Continue the roundup of recent biology papers from where it stops.
Start of Excerpted passage
6 Aug 2023
Some papers and resources from the past couple of weeks! Big backlog here, something for everyone here:
Genetic effects on molecular network states explain complex traits. Molecular Systems Biology papers are usually fun (imo). Here, the authors show how mutations result in system-level homeostatic adjustments that can actually be described in terms of PKA and TOR signaling. It’s an interesting exploration into how exactly genotype manifests into phenotype.
https://www.embopress.org/doi/full/10.15252/msb.202211493
https://twitter.com/AndreasBeyer012/status/1683417817666732035
Evolutionary histories of breast cancer and related clones. A tour de force where the authors apply phylogenomics to reconstruct the evolution of breast cancer cell lineages over the lifetime (!) of human patients. What surprised and interested me (a non-cancer biologist) the most was that although all cancer cells descended from a common ancestor with certain driver mutations, that common ancestor was non-cancerous, so the cancer cells comprising the malignancy actually evolved in multiple independent instances of parallel evolution. This leads to tumor heterogeneity.
End of Excerpted passage
Start of Data supplied
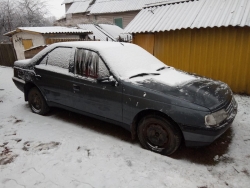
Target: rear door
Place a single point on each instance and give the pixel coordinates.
(53, 77)
(99, 98)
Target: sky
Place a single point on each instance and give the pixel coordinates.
(56, 9)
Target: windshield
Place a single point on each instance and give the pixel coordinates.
(128, 60)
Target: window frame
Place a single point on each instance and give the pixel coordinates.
(87, 73)
(47, 56)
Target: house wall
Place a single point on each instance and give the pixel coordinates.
(67, 6)
(219, 53)
(127, 17)
(37, 39)
(61, 36)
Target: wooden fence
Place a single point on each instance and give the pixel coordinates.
(7, 55)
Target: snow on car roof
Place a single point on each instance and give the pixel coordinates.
(124, 59)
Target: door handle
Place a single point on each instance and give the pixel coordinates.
(76, 87)
(38, 77)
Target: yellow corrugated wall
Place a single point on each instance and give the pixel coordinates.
(146, 41)
(219, 53)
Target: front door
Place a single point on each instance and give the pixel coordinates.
(99, 98)
(53, 77)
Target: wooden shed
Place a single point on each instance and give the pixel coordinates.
(206, 37)
(24, 38)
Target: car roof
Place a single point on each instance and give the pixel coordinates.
(93, 45)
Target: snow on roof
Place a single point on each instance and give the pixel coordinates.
(98, 32)
(191, 14)
(111, 6)
(79, 7)
(124, 59)
(70, 1)
(102, 31)
(49, 30)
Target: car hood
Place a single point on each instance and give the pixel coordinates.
(198, 90)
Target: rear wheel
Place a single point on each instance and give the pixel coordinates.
(159, 134)
(37, 102)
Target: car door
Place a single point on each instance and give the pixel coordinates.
(101, 98)
(53, 77)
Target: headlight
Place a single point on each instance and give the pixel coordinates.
(215, 118)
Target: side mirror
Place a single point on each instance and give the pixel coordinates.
(108, 79)
(71, 69)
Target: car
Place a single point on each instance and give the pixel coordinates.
(123, 84)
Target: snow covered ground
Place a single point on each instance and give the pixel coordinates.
(64, 149)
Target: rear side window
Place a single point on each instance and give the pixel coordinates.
(59, 57)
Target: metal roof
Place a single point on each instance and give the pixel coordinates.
(112, 6)
(70, 1)
(48, 30)
(102, 31)
(79, 7)
(191, 14)
(98, 32)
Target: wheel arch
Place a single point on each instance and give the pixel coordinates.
(144, 113)
(27, 87)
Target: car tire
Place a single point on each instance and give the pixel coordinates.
(37, 102)
(159, 134)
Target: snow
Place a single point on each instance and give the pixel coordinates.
(64, 149)
(168, 76)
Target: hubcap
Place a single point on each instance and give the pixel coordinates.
(157, 135)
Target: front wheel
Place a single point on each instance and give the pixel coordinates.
(159, 135)
(37, 102)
End of Data supplied
_Response to the task_.
https://www.nature.com/articles/s41586-023-06333-9
Potent pan huACE2-dependent sarbecovirus neutralizing monoclonal antibodies isolated from a BNT162b2-vaccinated SARS survivor. A single monoclonal antibody capable of hitting the RBD of SARS, MERS, and COVID-19 viruses! And it binds to a motif that seems involved in quaternary structure interactions, so is probably mutationally constrained holy shit holy shit
https://www.science.org/doi/10.1126/sciadv.ade3470
Inference of infectious disease transmission using multiple genomes per host. Thanks Alyssa for sharing this one! The authors build on existing approaches for inferring pathogen (or I suppose just generally endosymbiont) transmission networks from microbial sequencing data. Their innovations consist of using a model that accounts for unseen intrahost and inter-host evolution as well as strong transmission bottlenecks. Definitely relevant to some of my current work.
https://www.biorxiv.org/content/10.1101/2023.07.28.550949v1
Preventing antimalarial drug resistance with triple artemisinin-based combination therapies. I’ve kept an eye on Maciej Boni’s work for a while, big fan. Here, they use stochastic agent-based models to show how triple-combination therapies can slow the spread of artemisinin resistance in malaria parasites. I got to meet Maciek recently and he showed me work where they’re actually applying this in a real context, with colleagues in Rwanda.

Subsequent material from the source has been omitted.